**WRITTEN INSTRUCTION**
Please retype each line of the material below exactly, leaving nothing out.

**RECORDS FOR THIS TASK**
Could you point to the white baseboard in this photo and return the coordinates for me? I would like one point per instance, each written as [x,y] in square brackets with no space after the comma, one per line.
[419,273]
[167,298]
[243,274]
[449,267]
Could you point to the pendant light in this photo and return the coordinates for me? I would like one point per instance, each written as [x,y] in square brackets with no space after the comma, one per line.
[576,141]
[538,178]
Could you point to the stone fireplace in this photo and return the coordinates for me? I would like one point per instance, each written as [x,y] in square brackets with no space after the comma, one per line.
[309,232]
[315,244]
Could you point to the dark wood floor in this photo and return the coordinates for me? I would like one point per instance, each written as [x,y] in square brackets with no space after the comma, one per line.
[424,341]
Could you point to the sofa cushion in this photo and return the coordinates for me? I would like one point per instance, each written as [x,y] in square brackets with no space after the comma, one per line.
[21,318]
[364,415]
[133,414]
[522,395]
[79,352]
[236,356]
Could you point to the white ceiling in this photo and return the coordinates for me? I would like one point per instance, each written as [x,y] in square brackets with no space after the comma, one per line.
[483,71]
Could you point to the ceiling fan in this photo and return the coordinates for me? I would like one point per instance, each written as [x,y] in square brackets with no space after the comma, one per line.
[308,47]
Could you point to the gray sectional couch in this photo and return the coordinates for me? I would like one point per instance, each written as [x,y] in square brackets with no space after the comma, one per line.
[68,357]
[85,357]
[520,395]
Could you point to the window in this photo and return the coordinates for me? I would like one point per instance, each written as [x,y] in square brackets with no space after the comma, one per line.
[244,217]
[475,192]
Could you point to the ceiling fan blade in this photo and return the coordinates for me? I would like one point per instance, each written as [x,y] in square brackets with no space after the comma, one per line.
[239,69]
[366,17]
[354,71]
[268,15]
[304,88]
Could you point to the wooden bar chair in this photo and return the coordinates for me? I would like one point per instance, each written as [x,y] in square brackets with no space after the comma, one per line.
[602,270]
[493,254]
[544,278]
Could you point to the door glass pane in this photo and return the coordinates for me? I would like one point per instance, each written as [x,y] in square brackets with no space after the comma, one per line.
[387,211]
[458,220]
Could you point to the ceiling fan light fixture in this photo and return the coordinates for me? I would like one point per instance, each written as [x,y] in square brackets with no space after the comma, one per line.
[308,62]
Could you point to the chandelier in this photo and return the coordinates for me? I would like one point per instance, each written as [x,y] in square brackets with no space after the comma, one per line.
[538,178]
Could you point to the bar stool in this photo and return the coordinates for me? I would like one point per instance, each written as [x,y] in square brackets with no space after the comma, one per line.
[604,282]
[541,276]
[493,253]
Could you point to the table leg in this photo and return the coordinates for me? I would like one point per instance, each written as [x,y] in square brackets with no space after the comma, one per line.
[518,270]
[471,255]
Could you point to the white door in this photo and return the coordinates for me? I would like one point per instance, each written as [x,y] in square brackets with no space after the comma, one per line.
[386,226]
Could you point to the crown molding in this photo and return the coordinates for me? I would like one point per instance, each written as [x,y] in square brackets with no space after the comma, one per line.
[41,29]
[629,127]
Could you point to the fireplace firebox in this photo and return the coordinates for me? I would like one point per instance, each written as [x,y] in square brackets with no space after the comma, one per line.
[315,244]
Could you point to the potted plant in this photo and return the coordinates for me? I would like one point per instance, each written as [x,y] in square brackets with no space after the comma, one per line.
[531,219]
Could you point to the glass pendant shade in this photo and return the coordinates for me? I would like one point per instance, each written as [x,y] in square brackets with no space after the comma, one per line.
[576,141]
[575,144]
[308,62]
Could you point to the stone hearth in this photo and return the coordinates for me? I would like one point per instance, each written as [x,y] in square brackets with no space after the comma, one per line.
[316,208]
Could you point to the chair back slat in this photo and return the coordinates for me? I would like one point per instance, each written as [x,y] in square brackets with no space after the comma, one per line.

**FULL OUTPUT**
Could you point to the white baseboard in this photo and return the coordinates for me? I would like one point per instance, each written as [x,y] in square brackets with no space after the comma, one per line.
[419,273]
[167,298]
[243,274]
[449,267]
Could you point to the pendant light in this photo and return the coordinates for me? I would like one point per instance, each written as [x,y] in square brackets with no space after the comma, one per line.
[576,141]
[538,178]
Could you point to the stone fireplace in this photo and return the coordinates for me? I would like one point per instance, each written as [x,y] in square brackets with no space after the comma, one per line.
[309,232]
[315,244]
Could you point to the dark wood floor in this photo and return the coordinates for me? I would like one point per instance, each written as [x,y] in square brackets with no space after the comma, one per line.
[424,341]
Could you point to the sofa cushion in this photo and return the coordinates for me? I would like one point per instance, each written as [x,y] in square brackets with no space after the comma, one per line.
[21,318]
[364,415]
[133,414]
[522,395]
[79,352]
[236,356]
Could you point to the white ceiling in this photo and return the coordinates for me? I would like one point per instance, each written as [x,y] in square brackets with no space after the comma, one per line.
[483,71]
Could you point to the ceiling fan in this photo and return the coordinates for me? I would like one point per instance, each written as [x,y] in square brackets with no space after the comma, one per line.
[308,47]
Could you point to the gray sectional couch in this photo and return the coordinates for me? I would like one point per instance, each written as [x,y] in square brackets with no space after the comma, one per line.
[68,357]
[85,357]
[520,395]
Could you point to the window in this photo and return the coordinates for me? I would like one point per instance, each written as [x,y] in square brackets with no space after the comma, one per line.
[244,217]
[475,192]
Could you point to the ceiling fan blade in this photo and return the coordinates for me? I would like one point per instance, each written as [x,y] in square brackets with no space after the comma, one per line.
[239,69]
[366,17]
[354,71]
[268,15]
[304,88]
Could you point to the wooden bar chair in this photo and return the coordinates for me? I would like one point per instance, each written as [x,y] in square brackets with no space after the comma, one per line.
[602,270]
[493,254]
[544,278]
Could you point to the door glass pane in this photo and return the coordinates for me? I would like one point per instance, each written as [x,y] in square brackets with no space after the comma, one per line.
[387,211]
[458,220]
Could you point to the ceiling fan light fixture in this photo and return the coordinates for me? I would like one point per instance, each written as [x,y] in square brackets with no space after the comma, one per line.
[308,62]
Could you point to the chandelier in this photo and return the coordinates for me? I would like one point per instance, each written as [x,y] in square brackets with no space after the comma, one per line.
[538,178]
Could you point to the bar stool in this photo and return the coordinates for me? I would like one point per instance, each written as [x,y] in square brackets with no space after the comma, one per line.
[604,282]
[541,276]
[493,253]
Could you point to the table leg in this photo and return the coordinates for me? I would like one point per instance, each written as [x,y] in square brackets with no space after the comma, one per line.
[518,270]
[471,255]
Could you point to the white door in this photo and return the coordinates for me? I would like one point per instance, each written as [x,y] in square brackets with no space after the comma, one per line.
[386,226]
Could you point to the crown molding in this photo and return the coordinates for me? I would like one point per instance, each written as [x,y] in square brackets with no space after the comma, one per line.
[41,29]
[629,127]
Could you point to the fireplace firebox in this photo and return the coordinates for me? I would like one point per instance, each written as [x,y] in square brackets with no space after the comma, one per line.
[315,244]
Could you point to the potted plant in this photo and return the coordinates for me? I would like one point per instance, each written as [x,y] in square brackets with no space after the comma, one per line.
[531,219]
Could you point to the glass pendant shade in this photo and return the coordinates for me? I would like one point per instance, each written as [x,y] in square brackets with no space after the comma, one per line.
[576,141]
[575,144]
[308,62]
Could you point to the stone hearth in this photo and return the coordinates for me? I would like one point per instance, each written as [x,y] in square brackets with no space after the comma, one per line.
[316,208]
Could you point to the chair back slat in this photo and return the coordinates for me? I would like one point per instance, each written as [x,y] in square brackets with no space after the comma, one per line.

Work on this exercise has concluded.